» **Excerpt to read**:
------------------------------
Entropy-Reservoir Bregman Projection: An Information-Geometric Unification of Model Collapse
Jingwei Chen

TL;DR
This paper introduces ERBP, an information-geometric framework that unifies understanding of model collapse in self-referential learning and proposes a stabilizing entropy reservoir to prevent collapse.
Contribution
ERBP provides a theoretical foundation and practical guidelines for stabilizing self-referential models by controlling entropy flux, unifying various heuristics under a single principle.
Findings
Entropy decay leads to collapse in self-referential models.
Introducing an entropy reservoir stabilizes the models.
Experimental results confirm theoretical predictions across multiple domains.
------------------------------
» **Supplied material**:
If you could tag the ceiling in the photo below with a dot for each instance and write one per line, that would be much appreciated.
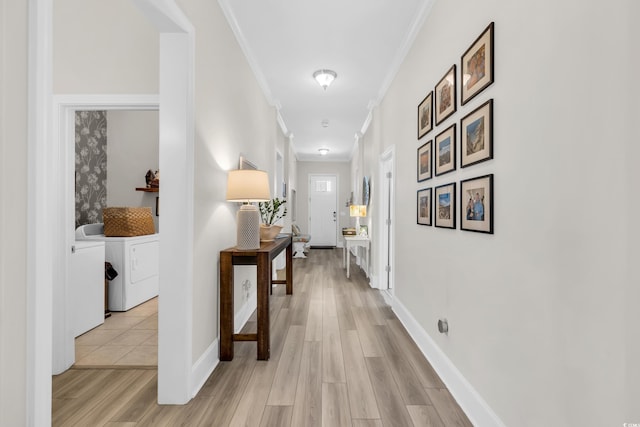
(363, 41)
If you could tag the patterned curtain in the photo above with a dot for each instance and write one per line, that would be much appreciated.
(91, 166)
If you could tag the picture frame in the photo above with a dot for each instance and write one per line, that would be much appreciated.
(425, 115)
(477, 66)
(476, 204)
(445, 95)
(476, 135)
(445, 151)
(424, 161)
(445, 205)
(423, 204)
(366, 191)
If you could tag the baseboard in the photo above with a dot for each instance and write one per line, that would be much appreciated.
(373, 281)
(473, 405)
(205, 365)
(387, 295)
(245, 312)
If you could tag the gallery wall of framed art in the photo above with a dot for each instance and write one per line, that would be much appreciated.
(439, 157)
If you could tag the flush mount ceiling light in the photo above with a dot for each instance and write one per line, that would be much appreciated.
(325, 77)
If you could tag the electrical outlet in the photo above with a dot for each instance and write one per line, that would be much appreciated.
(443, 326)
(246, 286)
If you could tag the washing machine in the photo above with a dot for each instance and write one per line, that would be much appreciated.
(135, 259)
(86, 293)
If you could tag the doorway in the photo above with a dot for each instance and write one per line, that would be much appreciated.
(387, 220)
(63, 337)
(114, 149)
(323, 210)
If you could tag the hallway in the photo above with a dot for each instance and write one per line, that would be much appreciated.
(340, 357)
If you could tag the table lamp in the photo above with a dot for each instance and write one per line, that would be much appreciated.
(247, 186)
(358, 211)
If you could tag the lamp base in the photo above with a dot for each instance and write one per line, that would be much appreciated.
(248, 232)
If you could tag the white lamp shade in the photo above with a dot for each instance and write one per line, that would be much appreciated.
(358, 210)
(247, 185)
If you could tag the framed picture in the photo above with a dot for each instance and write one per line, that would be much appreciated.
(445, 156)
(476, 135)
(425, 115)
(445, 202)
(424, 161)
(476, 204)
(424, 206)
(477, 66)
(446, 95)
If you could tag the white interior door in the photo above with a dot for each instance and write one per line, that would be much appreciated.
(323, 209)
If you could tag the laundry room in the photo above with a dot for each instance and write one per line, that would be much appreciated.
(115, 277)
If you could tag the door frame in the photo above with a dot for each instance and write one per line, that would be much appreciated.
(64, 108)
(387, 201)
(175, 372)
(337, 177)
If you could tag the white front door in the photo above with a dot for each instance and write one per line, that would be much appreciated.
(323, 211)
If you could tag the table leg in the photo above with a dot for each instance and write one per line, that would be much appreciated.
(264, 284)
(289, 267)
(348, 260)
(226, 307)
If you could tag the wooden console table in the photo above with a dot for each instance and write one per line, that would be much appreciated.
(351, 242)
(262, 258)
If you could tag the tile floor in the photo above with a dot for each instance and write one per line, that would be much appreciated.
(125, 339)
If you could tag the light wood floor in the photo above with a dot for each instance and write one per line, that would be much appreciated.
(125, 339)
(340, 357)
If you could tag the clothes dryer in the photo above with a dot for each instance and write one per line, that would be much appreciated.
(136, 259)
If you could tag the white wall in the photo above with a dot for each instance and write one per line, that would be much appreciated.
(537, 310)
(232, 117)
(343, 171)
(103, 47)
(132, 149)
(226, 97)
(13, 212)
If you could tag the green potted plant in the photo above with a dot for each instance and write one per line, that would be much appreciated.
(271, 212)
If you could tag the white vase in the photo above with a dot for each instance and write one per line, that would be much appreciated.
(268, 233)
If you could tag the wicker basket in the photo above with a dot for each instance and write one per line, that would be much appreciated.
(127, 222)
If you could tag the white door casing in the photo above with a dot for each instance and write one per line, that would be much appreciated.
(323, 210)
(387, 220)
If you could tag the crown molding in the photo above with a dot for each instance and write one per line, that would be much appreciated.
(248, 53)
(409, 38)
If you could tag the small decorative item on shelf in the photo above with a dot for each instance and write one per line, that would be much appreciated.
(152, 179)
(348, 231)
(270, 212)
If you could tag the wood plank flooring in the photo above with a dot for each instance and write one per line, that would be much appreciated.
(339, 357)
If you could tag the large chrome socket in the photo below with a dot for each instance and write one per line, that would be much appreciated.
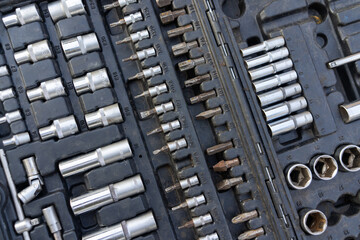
------------------------------
» **Requests**:
**1.** Set down the part of the model-collapse summary starting with "Contribution" and going on through "in self-referential models.", word for word.
**2.** Return every line of the entries that contains the string "lamp", matching case.

» **Answers given**:
**1.**
Contribution
ERBP provides a theoretical foundation and practical guidelines for stabilizing self-referential models by controlling entropy flux, unifying various heuristics under a single principle.
Findings
Entropy decay leads to collapse in self-referential models.

**2.**
If you could tag the table lamp in the photo above with a dot for each instance and write one per line, that would be much appreciated.
If you could tag the lamp base in the photo above with a dot for each instance and write one per line, that would be much appreciated.
If you could tag the white lamp shade in the photo above with a dot for each instance and write one per line, that would be much appreciated.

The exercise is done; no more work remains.